• [EXERCISE OBJECTIVE]:
Pick up at the line with "# point at: blue". Write it out exactly, along with each later line through the end of the data, and nothing more.

Natural language region descriptions:
*** Block opens ***
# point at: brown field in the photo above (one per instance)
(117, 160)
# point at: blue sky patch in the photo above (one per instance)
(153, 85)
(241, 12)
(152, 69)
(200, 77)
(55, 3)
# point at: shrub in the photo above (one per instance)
*** Block closes ***
• [RESPONSE BOX]:
# point at: blue sky patch in the photo above (one per instance)
(153, 85)
(241, 12)
(152, 69)
(200, 77)
(55, 3)
# point at: shrub in the photo above (one per instance)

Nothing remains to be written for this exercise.